--- Start of PAGE EXCERPT ---

Containers for Performance-Intensive Computing

Containers are a form of virtualization.  They allow you to package applications along with all dependencies (including a new root file system, environment, specialized run commands, etc.) within a portable, reproducible unit. 

Container technology takes advantage of kernel and file system features unique to Linux, and therefore do not run natively on Windows or macOS.  But other types of virtualization, (e.g., WSL on Windows or a slim virtual machine environment on macOS) can give the illusion of containers running natively on these operating systems. 

VMs run at a lower level than containers.  The VM software stack begins with a hypervisor.  This might run on top of an existing operating system, or function as a lightweight operating system itself.  The hypervisor runs a new OS (kernel and all) on top of a set of virtualized hardware.  The VM file system(s) sit within this new virtualized environment and processes run at the top of the software stack.  All of this low-level hardware and OS virtualization means that VMs are extremely flexible (you can run Linux on Windows or Windows on macOS) but are slow and resource intensive.

--- End of PAGE EXCERPT ---

### [CHALLENGE 1]
In the containers page excerpt, what does the VM software stack begin with?

--- Start of DATA EXCERPTS ---

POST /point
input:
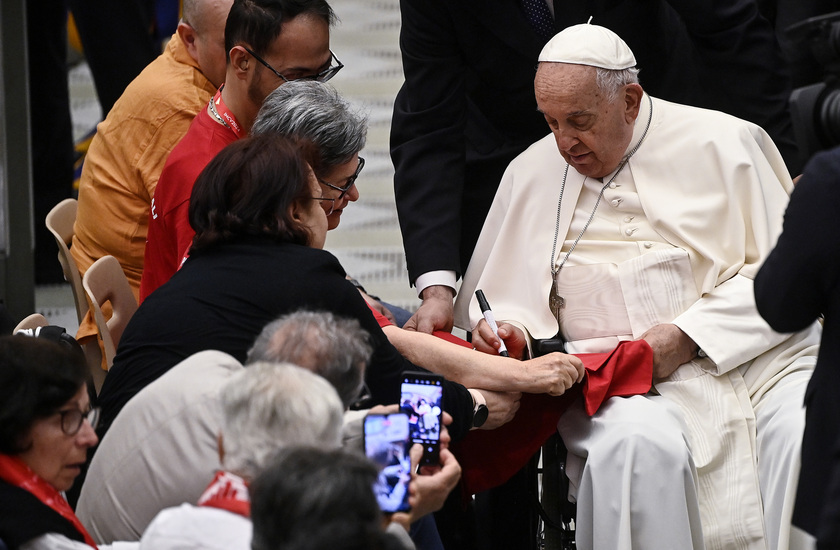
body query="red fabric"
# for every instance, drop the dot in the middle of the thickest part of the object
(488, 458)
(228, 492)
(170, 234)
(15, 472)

--- End of DATA EXCERPTS ---
--- Start of DATA EXCERPTS ---

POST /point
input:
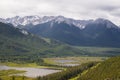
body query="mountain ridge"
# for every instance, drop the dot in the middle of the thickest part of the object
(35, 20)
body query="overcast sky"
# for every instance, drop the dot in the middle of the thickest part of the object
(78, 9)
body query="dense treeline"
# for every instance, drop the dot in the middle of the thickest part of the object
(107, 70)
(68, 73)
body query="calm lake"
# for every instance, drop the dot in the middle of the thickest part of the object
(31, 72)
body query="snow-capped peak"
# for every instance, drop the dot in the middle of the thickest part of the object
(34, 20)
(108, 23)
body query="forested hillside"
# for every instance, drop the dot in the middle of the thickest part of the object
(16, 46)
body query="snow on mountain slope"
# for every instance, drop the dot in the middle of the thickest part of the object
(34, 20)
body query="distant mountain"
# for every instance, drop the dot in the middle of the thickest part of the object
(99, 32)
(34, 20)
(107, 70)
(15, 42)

--- End of DATA EXCERPTS ---

### [CHALLENGE 2]
How many lines in the rows above contain the string "query"? Reply with the number only.

### [TASK SOLUTION 1]
A hypervisor.

### [TASK SOLUTION 2]
9